-- START Document passage --
United States District Court, E.D. California
Feb 26, 2009
1:08-CV-01099-OWW-SMS (E.D. Cal. Feb. 26, 2009)

Opinion

1:08-CV-01099-OWW-SMS.

February 26, 2009


ORDER RE DEFENDANTS' MOTION TO DISMISS FOR FAILURE TO STATE A CLAIM AND LACK OF SUBJECT MATTER JURISDICTION (DOC. 10-2)


I. INTRODUCTION

Plaintiffs, Octavio Alvarado, Pablo Martinez, Omar Gomez, Daniel Gomez, and Jose de Jesus Garcia (collectively "Plaintiffs"), filed a class action lawsuit against their former employer, Defendants Rex Nederend and Sheri Nederend, doing business as ("dba") Northstar Dairy, Wildwood Farms, and Freeway Associates ("Defendants" or "Nederend"). See Doc. 2 Compl. at ¶ 1, filed July 30, 2008. The class of persons represented by Plaintiffs include non-exempt employees employed by, or formerly employed by Defendants. Id. at ¶ 1. Plaintiffs allege that Defendants violated various labor codes, including violation of the federal Agricultural Worker Protection Act ("AWPA") and various provisions of the California Labor Code.
-- END Document passage --
-- START Dataset excerpts --
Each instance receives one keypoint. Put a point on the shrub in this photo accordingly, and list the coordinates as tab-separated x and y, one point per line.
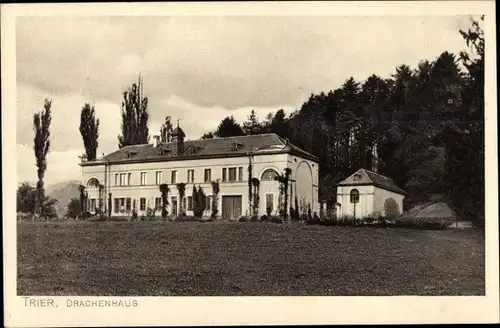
85	215
275	219
254	218
186	218
423	223
24	216
391	208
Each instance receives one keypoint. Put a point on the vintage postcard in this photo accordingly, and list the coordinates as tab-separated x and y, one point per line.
243	163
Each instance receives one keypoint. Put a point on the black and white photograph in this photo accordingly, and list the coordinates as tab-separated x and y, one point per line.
269	155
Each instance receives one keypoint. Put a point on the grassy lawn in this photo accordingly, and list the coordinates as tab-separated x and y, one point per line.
222	258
-- END Dataset excerpts --
» **Task instructions**
[A] According to the court order, why did the plaintiffs bring their lawsuit against Rex and Sheri Nederend? Answer in one to three sentences.
[B] In the court order, on what date was the complaint filed?
[C] Carry on the court order from its last sentence.
The items were taken from a different source than the court order.

» **Results in order**
[A] The Nederends, doing business as Northstar Dairy, Wildwood Farms, and Freeway Associates, were the plaintiffs' former employer. The plaintiffs allege that they violated various labor codes, including the federal Agricultural Worker Protection Act and several provisions of the California Labor Code.

[B] July 30, 2008.

[C]
Before the court for decision is Defendants' motion to dismiss for failure to state a claim pursuant to Federal Rule of Civil Procedure 12(b)(6) and for lack of subject matter jurisdiction pursuant to Federal Rule of Civil Procedure 12(b)(1). Defendants argue that the original complaint, Doc. 2, filed July 30, 2008, fails to adequately state a federal claim, depriving the district court of subject matter jurisdiction over the entire case. Doc. 10-2, Defendants' Motion to Dismiss at 2, filed Nov. 10, 2008.

Defendants' motion to dismiss, filed November 10, 2008, inexplicably addressed only Plaintiffs' original complaint, rather than their First Amended Complaint ("FAC"), filed October 16, 2008. However, at oral argument Defendants stated, and Plaintiffs conceded, that the FAC was not properly served until after the pleadings had been submitted. Nevertheless, Plaintiffs may amend their complaint once as of right. See Fed.R.Civ.P. 15(a). The FAC is the operative complaint and Defendants' motions are evaluated as to the FAC, not the original complaint.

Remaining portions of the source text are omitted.